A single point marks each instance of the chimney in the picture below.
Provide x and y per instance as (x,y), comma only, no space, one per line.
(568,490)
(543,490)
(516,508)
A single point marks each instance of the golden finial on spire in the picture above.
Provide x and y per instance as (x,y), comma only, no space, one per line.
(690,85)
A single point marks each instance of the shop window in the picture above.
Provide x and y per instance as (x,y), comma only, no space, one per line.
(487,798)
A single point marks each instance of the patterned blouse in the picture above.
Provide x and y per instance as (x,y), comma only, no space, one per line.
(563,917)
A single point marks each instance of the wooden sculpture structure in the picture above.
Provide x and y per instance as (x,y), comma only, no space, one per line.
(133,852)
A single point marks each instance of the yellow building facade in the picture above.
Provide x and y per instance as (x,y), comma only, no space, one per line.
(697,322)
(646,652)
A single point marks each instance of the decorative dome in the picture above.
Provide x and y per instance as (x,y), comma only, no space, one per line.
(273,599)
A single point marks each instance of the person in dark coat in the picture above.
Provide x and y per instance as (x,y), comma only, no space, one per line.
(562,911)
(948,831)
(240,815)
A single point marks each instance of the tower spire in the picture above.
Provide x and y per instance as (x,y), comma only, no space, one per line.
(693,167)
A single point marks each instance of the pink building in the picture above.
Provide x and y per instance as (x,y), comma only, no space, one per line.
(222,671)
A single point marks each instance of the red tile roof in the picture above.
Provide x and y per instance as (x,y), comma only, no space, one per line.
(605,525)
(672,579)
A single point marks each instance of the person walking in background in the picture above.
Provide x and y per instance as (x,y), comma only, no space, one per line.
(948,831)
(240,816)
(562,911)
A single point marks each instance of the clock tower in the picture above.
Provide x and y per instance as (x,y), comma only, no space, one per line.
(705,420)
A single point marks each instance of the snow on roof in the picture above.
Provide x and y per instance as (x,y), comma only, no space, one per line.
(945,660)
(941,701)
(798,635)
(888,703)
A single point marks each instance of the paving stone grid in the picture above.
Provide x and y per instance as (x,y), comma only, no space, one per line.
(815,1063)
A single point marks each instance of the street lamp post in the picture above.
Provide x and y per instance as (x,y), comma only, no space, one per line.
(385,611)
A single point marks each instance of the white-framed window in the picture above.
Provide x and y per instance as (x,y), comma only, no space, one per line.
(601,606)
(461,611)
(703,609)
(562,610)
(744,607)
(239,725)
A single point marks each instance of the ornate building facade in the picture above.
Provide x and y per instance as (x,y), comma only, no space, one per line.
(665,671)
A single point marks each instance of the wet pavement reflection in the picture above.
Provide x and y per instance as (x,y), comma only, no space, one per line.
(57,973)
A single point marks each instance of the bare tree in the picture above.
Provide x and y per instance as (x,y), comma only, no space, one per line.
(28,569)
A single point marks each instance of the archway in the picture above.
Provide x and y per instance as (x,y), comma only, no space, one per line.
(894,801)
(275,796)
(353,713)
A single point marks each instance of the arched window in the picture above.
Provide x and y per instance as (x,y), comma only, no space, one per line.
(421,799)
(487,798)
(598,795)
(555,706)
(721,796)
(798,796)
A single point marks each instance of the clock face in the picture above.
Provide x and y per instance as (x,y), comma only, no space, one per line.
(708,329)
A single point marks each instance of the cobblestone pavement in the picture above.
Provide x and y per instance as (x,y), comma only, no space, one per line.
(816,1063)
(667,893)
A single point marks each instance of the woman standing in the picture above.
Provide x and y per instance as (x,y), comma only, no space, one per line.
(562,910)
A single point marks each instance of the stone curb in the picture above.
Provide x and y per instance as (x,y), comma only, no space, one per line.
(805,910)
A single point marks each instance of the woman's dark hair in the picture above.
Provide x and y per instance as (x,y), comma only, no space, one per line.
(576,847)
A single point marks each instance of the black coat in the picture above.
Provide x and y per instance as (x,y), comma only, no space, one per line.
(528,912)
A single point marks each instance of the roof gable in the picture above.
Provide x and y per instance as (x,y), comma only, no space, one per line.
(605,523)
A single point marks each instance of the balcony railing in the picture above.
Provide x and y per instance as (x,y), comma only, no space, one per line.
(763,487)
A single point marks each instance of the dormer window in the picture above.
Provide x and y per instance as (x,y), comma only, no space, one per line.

-- -- --

▶ WHAT YOU NEED TO DO:
Please rewrite the entries starting at the line containing "A single point marks each instance of the dormer" and ending at the end of the entries, replacing "dormer window" with "attic window" and leaving everything else unchanged.

▶ TASK OUTPUT:
A single point marks each instance of the attic window in the picture above.
Provide x and y per instance as (x,y), comma only, no space, one per line.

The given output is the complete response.